──────── Supplied information

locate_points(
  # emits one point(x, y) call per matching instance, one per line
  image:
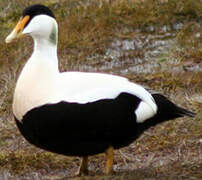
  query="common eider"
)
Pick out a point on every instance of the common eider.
point(78, 113)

────────────────

Short task: Convert the rows above into a JSON list of strings, with one string for each line and no entries for blank lines. Omit the pictures from the list.

Response to the task:
[
  "locate_points(",
  "  # emits one point(x, y) call per matching instance, one per line",
  "  image:",
  "  query=\"common eider\"",
  ")",
  "Pick out a point on every instance of the common eider.",
  "point(78, 113)"
]